* _TEXTE SOURCE_:

Le métal est qualifié « d’inerte », car il n’est pas impliqué dans l’explosion, et non pas parce qu’il serait inerte chimiquement ou biologiquement.

Cette technologie fait partie d’une nouvelle gamme d’armes à « faible dommage collatéral » conçues pour minimiser les dommages causés aux biens à proximité de l’explosion tout en ayant un impact létal beaucoup plus important, mais limité à une région relativement restreinte. Donc, elle est « idéale pour les zones densément peuplées » et « aide les combattants à empêcher de perdre l’appui populaire », selon les dires de ses enthousiastes défenseurs.

L’émission de télévision n’a pas abordé la question à savoir si les Forces de défense israéliennes (FDI) avaient développé cette arme elles-mêmes ou si elle leur avait été fournie par les Etats-Unis pour qu’elles en fassent l’essai, utilisant les Palestiniens comme cobayes.

Lorsque questionné par un journaliste, un porte-parole des FDI déclara qu’« Israël n’a pas utilisé d’armes illégales en vertu du droit international. » Mais puisque DIME est nouvelle arme, le droit international n’a pas encore jugé de sa légalité.

Evidemment, les FDI ont refusé de parler officiellement aux reporters italiens puisque ces derniers ne citent que Yitzhak Ben-Israel, major général des forces aériennes d’Israël et ancien dirigeant du programme de développement des armes pour l’armée. Il n’a pas nié que ce fût une arme de type DIME, disant qu’« une des idées est de permettre que ceux qui sont visés soient atteints sans causer de dommages aux badauds ou d’autres personnes ». 

Il a dit aux reporters que « c’est une technologie qui permet de frapper de très petites cibles ».

* _ACTIVITÉS_:
[A] D'après le texte sur l'arme DIME, qui est la seule personne citée par les reporters italiens ?
[B] Recopiez le passage du texte sur l'arme DIME qui va de « Cette technologie fait » jusqu'à « Palestiniens comme cobayes. » inclus.
[C] Écrivez la suite du texte sur l'arme DIME à partir de sa dernière phrase.

* _DONNÉES SOURCES_:
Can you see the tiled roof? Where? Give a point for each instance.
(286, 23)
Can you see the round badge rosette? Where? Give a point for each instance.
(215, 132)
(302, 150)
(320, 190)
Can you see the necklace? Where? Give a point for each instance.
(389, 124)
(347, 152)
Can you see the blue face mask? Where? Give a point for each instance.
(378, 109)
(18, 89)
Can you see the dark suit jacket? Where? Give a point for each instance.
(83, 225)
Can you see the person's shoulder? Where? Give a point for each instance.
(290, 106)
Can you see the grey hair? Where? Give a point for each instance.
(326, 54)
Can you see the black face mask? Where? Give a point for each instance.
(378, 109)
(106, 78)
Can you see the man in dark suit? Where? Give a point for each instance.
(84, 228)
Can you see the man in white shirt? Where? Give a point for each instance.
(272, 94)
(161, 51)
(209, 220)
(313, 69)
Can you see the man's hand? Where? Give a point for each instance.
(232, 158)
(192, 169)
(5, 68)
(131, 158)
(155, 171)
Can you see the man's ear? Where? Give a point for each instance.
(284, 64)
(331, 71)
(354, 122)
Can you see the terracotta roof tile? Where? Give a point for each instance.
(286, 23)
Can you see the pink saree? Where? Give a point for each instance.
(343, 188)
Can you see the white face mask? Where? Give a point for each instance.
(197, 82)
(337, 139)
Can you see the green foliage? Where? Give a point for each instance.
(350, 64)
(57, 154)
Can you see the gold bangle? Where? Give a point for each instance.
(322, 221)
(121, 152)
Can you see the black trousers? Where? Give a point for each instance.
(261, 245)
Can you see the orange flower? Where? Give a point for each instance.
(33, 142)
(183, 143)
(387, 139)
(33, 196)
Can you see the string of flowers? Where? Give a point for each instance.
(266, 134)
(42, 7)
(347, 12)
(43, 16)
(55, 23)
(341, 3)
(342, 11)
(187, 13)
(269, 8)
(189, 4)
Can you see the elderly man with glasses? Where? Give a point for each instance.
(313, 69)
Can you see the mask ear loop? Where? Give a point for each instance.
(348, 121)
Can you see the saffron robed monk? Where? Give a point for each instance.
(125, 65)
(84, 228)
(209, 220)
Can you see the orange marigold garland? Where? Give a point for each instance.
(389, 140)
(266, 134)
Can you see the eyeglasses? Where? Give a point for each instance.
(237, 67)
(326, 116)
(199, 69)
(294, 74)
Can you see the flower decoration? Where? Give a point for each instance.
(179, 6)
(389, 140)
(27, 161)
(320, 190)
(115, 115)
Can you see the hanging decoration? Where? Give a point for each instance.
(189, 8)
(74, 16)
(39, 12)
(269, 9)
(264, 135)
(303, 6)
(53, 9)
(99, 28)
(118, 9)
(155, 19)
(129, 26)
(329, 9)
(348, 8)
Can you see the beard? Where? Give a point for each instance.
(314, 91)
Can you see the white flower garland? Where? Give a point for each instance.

* _CORRIGÉ DES ACTIVITÉS_:
[A] Yitzhak Ben-Israel, major général des forces aériennes d'Israël et ancien dirigeant du programme de développement des armes pour l'armée.

[B]
Cette technologie fait partie d’une nouvelle gamme d’armes à « faible dommage collatéral » conçues pour minimiser les dommages causés aux biens à proximité de l’explosion tout en ayant un impact létal beaucoup plus important, mais limité à une région relativement restreinte. Donc, elle est « idéale pour les zones densément peuplées » et « aide les combattants à empêcher de perdre l’appui populaire », selon les dires de ses enthousiastes défenseurs.

L’émission de télévision n’a pas abordé la question à savoir si les Forces de défense israéliennes (FDI) avaient développé cette arme elles-mêmes ou si elle leur avait été fournie par les Etats-Unis pour qu’elles en fassent l’essai, utilisant les Palestiniens comme cobayes.

[C]
En d’autres termes, DIME serait l’arme parfaite pour le programme israélien d’assassinats ciblés d’opposants palestiniens au processus continu de suppression et d’humiliation du peuple palestinien.

Mais le grand nombre de morts par rapport au nombre des blessés dans la population de Gaza suggère que la supposée arme à « faible mortalité » — qui augmente la létalité dans une zone restreinte — pourrait avoir précisément l’effet opposé.

Le tungstène, le matériau qui sortirait en plus grande quantité de la zone ciblée, est aussi considéré comme hautement cancérigène et dommageable pour l’environnement. Le magazine New Scientis rapportait que dans une étude menée par l’équipe de John Kalinich de l’Institut de recherche en radiobiologie des Forces armées au Maryland, visant à simuler des blessures provoquées par des éclats, des fragments d’arme contenant un alliage de tungstène furent implantés dans 92 rats.  En 5 cinq mois tous les animaux développèrent un cancer rare appelé rhabdomyosarcoma.

Les effets cancérigènes des alliances de tungstène (ainsi que l’uranium appauvri) sont étudiés par l’armée américaine depuis au moins l’an 2000. Il a été trouvé que ces alliages causaient des transformations néoplasiques des ostéoblastes humains (cellules chargées de la synthèse du tissu osseux).

Le Dr Mark Witten, un chercheur sur le cancer de l’Université d’Arizona, a dit qu’il était préoccupé par le possible lien entre le tungstène et la leucémie. « Mon opinion est à l’effet qu’il devrait y avoir beaucoup plus de recherches sur les effets sur la santé du tungstène avant que les militaires étendent son usage », a-t-il déclaré.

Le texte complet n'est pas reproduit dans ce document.